▸ **Task brief**
Retype every entry exactly, down to the last character.

▸ **Data under study**

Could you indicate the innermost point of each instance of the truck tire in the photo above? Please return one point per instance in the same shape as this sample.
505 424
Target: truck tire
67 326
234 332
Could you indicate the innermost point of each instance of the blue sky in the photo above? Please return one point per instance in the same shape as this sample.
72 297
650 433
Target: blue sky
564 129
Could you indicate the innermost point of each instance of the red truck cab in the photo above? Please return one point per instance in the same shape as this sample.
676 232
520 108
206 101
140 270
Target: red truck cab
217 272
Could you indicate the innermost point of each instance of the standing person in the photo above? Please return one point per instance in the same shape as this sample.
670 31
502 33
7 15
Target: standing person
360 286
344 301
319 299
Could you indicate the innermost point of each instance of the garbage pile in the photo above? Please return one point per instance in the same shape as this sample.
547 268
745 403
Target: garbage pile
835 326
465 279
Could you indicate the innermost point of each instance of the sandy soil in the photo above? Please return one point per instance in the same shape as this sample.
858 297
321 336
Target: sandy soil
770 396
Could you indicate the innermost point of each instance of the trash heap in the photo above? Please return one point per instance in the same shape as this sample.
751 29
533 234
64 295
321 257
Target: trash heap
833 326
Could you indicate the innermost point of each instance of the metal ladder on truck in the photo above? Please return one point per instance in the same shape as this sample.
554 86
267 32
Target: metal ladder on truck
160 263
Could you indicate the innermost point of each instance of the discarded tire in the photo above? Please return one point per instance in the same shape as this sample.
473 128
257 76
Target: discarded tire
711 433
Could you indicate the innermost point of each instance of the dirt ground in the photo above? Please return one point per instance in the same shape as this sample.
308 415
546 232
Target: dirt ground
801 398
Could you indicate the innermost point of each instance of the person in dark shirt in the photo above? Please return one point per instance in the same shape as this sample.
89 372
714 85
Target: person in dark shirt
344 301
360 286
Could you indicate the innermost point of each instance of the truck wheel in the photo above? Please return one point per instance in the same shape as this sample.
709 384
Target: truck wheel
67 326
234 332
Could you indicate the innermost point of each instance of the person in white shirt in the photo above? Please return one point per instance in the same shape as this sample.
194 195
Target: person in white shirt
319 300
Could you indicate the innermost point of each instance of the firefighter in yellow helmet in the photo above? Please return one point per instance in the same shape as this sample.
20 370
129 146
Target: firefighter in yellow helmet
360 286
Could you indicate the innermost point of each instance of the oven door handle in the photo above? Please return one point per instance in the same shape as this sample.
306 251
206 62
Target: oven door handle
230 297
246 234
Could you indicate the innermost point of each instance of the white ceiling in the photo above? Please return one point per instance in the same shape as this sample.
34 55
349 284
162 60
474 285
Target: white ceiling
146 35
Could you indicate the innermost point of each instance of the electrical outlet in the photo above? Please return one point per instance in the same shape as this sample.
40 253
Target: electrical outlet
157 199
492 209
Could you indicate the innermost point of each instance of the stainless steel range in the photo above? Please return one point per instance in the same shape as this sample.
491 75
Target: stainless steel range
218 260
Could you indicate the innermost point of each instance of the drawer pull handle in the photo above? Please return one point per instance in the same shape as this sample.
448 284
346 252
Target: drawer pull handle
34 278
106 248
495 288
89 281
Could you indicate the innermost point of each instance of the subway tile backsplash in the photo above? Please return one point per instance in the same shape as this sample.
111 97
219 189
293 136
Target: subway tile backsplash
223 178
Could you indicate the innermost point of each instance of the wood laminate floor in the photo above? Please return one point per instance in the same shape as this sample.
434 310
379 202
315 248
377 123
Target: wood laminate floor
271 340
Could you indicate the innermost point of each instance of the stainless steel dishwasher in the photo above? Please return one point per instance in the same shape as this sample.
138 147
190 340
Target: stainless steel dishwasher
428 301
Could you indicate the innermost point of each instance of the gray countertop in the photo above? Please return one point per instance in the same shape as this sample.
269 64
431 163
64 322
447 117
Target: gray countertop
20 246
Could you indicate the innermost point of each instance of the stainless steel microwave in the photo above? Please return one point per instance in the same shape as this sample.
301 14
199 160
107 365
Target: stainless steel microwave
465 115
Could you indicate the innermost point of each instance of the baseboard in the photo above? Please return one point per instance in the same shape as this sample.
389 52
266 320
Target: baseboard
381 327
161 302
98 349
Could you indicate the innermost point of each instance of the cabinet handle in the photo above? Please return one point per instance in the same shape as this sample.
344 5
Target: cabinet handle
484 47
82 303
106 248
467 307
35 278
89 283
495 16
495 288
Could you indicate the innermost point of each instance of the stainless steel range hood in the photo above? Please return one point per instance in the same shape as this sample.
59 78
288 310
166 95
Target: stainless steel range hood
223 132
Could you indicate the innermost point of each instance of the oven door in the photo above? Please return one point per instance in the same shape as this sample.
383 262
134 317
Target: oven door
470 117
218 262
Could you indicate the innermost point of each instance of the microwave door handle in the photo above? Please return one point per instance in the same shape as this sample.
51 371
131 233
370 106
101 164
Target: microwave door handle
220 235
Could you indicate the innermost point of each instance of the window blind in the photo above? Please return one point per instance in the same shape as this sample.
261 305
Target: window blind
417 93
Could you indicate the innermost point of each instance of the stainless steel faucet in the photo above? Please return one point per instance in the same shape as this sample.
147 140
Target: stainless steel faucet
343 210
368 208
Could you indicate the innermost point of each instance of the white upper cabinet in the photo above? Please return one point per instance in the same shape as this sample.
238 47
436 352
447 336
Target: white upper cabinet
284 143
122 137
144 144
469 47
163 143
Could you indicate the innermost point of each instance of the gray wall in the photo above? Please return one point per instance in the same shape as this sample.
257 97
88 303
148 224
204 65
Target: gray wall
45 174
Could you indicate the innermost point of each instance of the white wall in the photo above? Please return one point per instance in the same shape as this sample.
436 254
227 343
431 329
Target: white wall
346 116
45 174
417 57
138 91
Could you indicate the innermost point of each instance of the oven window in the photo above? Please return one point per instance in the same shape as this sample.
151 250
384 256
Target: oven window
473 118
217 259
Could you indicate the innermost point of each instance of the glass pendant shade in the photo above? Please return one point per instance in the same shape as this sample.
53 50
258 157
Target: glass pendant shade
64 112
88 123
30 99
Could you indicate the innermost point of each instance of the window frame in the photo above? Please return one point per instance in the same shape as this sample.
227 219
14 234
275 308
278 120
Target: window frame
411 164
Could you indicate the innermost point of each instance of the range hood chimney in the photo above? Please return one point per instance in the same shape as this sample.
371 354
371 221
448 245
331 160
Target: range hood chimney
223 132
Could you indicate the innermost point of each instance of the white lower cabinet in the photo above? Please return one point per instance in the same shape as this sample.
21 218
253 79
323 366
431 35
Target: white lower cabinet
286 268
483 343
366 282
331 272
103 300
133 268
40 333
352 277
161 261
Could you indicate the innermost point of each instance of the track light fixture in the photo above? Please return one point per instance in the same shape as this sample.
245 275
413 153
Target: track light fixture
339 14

▸ **Exercise answer**
Could you indicate the innermost point of each instance of the truck tire in the photo above? Please return one point per instance in the same shape as this sample.
505 424
Target: truck tire
67 326
234 332
Could you indicate the innermost point of each instance of the blue sky in the photo above? Please return one point per instance in the same shape as this sample.
72 297
650 433
Target: blue sky
564 129
Could you indicate the innermost point of each instance of the red truck cab in the photo above? Please return one point per instance in the same shape as this sample.
676 232
520 108
206 101
140 270
Target: red truck cab
217 272
Could you indicate the innermost point of each instance of the standing person in the photo above? Please return one point per instance in the same shape as this sample.
670 31
502 33
7 15
Target: standing person
360 286
344 301
319 299
Could you indicate the innermost point of each instance of the garbage pile in the photo above? Please return one point per instance in the same shape as this sample.
547 268
745 403
Target: garbage pile
835 326
465 279
Could you indicate the innermost point of each instance of the sandy soil in the photo above? Please return one point per instance in the same shape as this sample.
858 297
321 336
Target: sandy soil
770 396
Could you indicate the innermost point of each instance of the trash heap in the photo above? Please return one point per instance in the same shape as this sample.
751 29
533 234
64 295
321 257
Target: trash heap
833 326
Could you indicate the innermost point of each instance of the metal ladder on truck in the photo above? Please return one point per instance in the same shape as this sample.
554 86
267 32
Target: metal ladder on truck
160 263
Could you indicate the innermost point of each instance of the discarded tire in the photo above? Please return one point per instance in the same shape as this sample.
473 128
257 76
Target: discarded tire
711 433
Could you indicate the innermost point of each instance of the dirt ground in the photo above? Please return one point per instance in the same shape as this sample.
308 415
546 232
Target: dirt ground
801 398
Could you indicate the innermost point of each instance of the person in dark shirt in the photo above? Please return one point per instance in the same shape as this sample.
89 372
714 85
Target: person in dark shirt
344 301
360 286
Could you indicate the innermost point of each instance of the truck wheel in the photo above? Please return one point per instance in the same shape as this sample.
709 384
Target: truck wheel
67 326
234 332
Could you indicate the innermost point of each instance of the person in white shirt in the photo above? Please return one point per instance in the same shape as this sample.
194 195
Target: person in white shirt
319 300
Could you indicate the innermost point of each instance of the firefighter in yellow helmet in the photo above? Please return one point per instance in the same shape as this sample.
20 370
129 146
Target: firefighter in yellow helmet
360 286
Could you indicate the innermost point of each instance of the oven door handle in the photo above? Please return one point per instance in the same shape as this sample.
306 251
206 62
Target: oven door handle
230 297
246 234
Could you indicate the innermost point of each instance of the white ceiling in the photo above? Please return one point per instance in the same shape as this sample.
34 55
349 284
162 60
474 285
Target: white ceiling
146 35
Could you indicate the innermost point of each instance of the electrical outlet in the photo above? Please return one point per instance in the same shape as this sample.
40 253
Target: electrical outlet
157 199
492 209
Could you indicate the innermost point of each instance of the stainless steel range in the photo above? Please return one point per instance in the same shape as this sample.
491 75
Target: stainless steel range
218 260
Could you indicate the innermost point of each instance of the drawer pull handle in the photo above? Please return one point per instance in the same shape as this sample.
448 284
346 252
Target: drawer pull handle
34 278
106 248
495 288
89 281
Could you indicate the innermost point of each instance of the subway tile backsplash in the photo above? Please return one point per instance in the same shape as this sample.
111 97
219 189
293 136
Target: subway tile backsplash
223 178
Could you indicate the innermost point of each instance of the wood laminate floor in the photo above? Please return one point per instance in the same shape as this sample.
434 310
379 202
315 248
377 123
Target: wood laminate floor
271 340
Could you indicate the innermost point of each instance of the stainless steel dishwasher in the photo above? Please return one point per instance in the same shape as this sample.
138 147
190 340
Target: stainless steel dishwasher
428 301
Could you indicate the innermost point of each instance of the gray countertop in the photo above? Please return one point per instance in the same shape as this sample.
269 64
431 163
64 322
447 117
Target: gray countertop
20 246
Could you indicate the innermost point of each instance of the stainless steel microwave in the photo above? Please return one point per instance in the same shape as this sample.
301 14
199 160
107 365
Target: stainless steel microwave
465 115
Could you indicate the innermost point of each instance of the baseboard in the photo above? Please return one point per instance in the same shape as this sample.
389 52
266 320
Target: baseboard
381 327
161 302
98 349
Could you indicate the innermost point of each instance of the cabinet handle in the photo above? Please return one point per instance in the same shape as this sample.
344 5
Target: cabinet handle
484 47
82 303
106 248
467 307
35 278
89 283
495 16
495 288
Could you indicate the innermost point of each instance of the stainless steel range hood in the photo above? Please return one point per instance in the same shape as this sample.
59 78
288 310
166 95
Target: stainless steel range hood
223 132
Could you indicate the innermost point of each instance of the oven door in the photo above? Please return one point per instance in the same shape as this sample.
383 262
134 317
Target: oven door
470 117
218 262
Could you indicate the innermost point of each instance of the microwave door handle in the photo above? Please return one point per instance in the same shape as this sample.
51 371
131 233
370 106
101 164
Target: microwave door handle
220 235
Could you indicate the innermost point of each instance of the window blind in the photo above? Please return one point per instance in the same shape as this sample.
261 305
Target: window blind
417 93
Could you indicate the innermost point of each instance of the stainless steel faucet in the photo above? Please return one point per instance in the same shape as this sample.
147 140
Target: stainless steel faucet
343 210
368 208
Could you indicate the innermost point of each instance of the white upper cabinet in the photo above? Please return one point per instance in the same shape as this sample.
238 47
436 352
447 336
Target: white upper cabinet
284 143
122 137
144 144
469 47
163 143
Could you indicate the innermost point of each instance of the gray wall in the photo above? Please return one point per instance in the same shape as this sample.
257 97
88 303
148 224
204 65
Target: gray wall
45 174
Could you indicate the innermost point of each instance of the white wall in the photo above? Please return one point per instance in the same shape as this sample.
436 254
227 343
431 329
Target: white wall
346 116
45 174
417 57
138 91
Could you indicate the innermost point of each instance of the oven window in the photo above? Please return one point per instance in the same shape as this sample.
151 250
384 256
Target: oven window
473 118
217 259
Could you indicate the innermost point of each instance of the glass pendant shade in the photo above? Please return one point per instance in the same shape as this sample.
53 50
258 157
Target: glass pendant shade
64 112
88 123
30 99
Could you indicate the innermost point of each instance of the window frame in the photo above? Please return one point per instance in the same shape as this sample.
227 219
14 234
275 308
278 120
Target: window frame
411 164
Could you indicate the innermost point of each instance of the range hood chimney in the photo above? Please return one point per instance in the same shape as this sample.
371 354
371 221
448 245
331 160
Target: range hood chimney
223 132
Could you indicate the innermost point of each instance of the white lower cabinet in the photo above? Please return one point per instance in the same shape as this sample.
21 218
253 79
323 366
431 35
Target: white lower cabinet
286 268
483 343
366 282
331 272
103 300
133 268
40 333
352 277
161 261
Could you indicate the innermost point of each instance of the track light fixture in the photo above? Please return one point per instance in the same shape as this sample.
245 275
413 153
Target: track light fixture
339 14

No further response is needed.